Vorliegender Text →
════════

Der russische Präsident Putin besuchte, nach 31 Jahren wieder als erstes russisches bzw. sowjetisches Staatsoberhaupt, im Dezember 2004 die Türkei. Erdoğan erwiderte den Besuch im Januar 2005.
Zypern
Es gibt Unstimmigkeiten wegen der in Nordzypern stationierten türkischen Soldaten. Der Versuch von der Republik Zypern, Flugabwehr-Raketen auf der Insel zu stationieren, führte Mitte der 1990er Jahre fast zu einem Krieg, die Raketen wurden nicht stationiert.
Die Türkei strebt eine Einigung auf Grundlage des Annan-Plans an, lehnt aber eine vorherige Anerkennung der Republik Zypern ab.

════════

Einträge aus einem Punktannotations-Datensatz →
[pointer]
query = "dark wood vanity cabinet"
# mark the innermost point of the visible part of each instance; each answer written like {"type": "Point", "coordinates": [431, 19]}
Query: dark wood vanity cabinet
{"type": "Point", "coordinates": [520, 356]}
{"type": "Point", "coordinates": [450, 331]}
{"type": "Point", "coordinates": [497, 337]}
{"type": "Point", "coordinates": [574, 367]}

════════

Zu erledigen →
(A) Beantworten Sie anhand des Textes über die Türkei, Russland und Zypern diese Fragen:
(i) In welchem Monat und Jahr besuchte Putin die Türkei?
(ii) Wann führte der Versuch der Republik Zypern, Flugabwehr-Raketen auf der Insel zu stationieren, fast zu einem Krieg?
(iii) Auf welcher Grundlage strebt die Türkei eine Einigung an?
(B) Schreiben Sie aus dem Text über die Türkei, Russland und Zypern einen Abschnitt wörtlich ab. Beginnen Sie bei den Worten „Der russische Präsident“, und hören Sie nach „wurden nicht stationiert.“ auf.

Schriftliche Antworten →
(A)
(i) Putin besuchte die Türkei im Dezember 2004.
(ii) Das geschah Mitte der 1990er Jahre.
(iii) Die Türkei strebt eine Einigung auf Grundlage des Annan-Plans an.

(B)
Der russische Präsident Putin besuchte, nach 31 Jahren wieder als erstes russisches bzw. sowjetisches Staatsoberhaupt, im Dezember 2004 die Türkei. Erdoğan erwiderte den Besuch im Januar 2005.
Zypern
Es gibt Unstimmigkeiten wegen der in Nordzypern stationierten türkischen Soldaten. Der Versuch von der Republik Zypern, Flugabwehr-Raketen auf der Insel zu stationieren, führte Mitte der 1990er Jahre fast zu einem Krieg, die Raketen wurden nicht stationiert.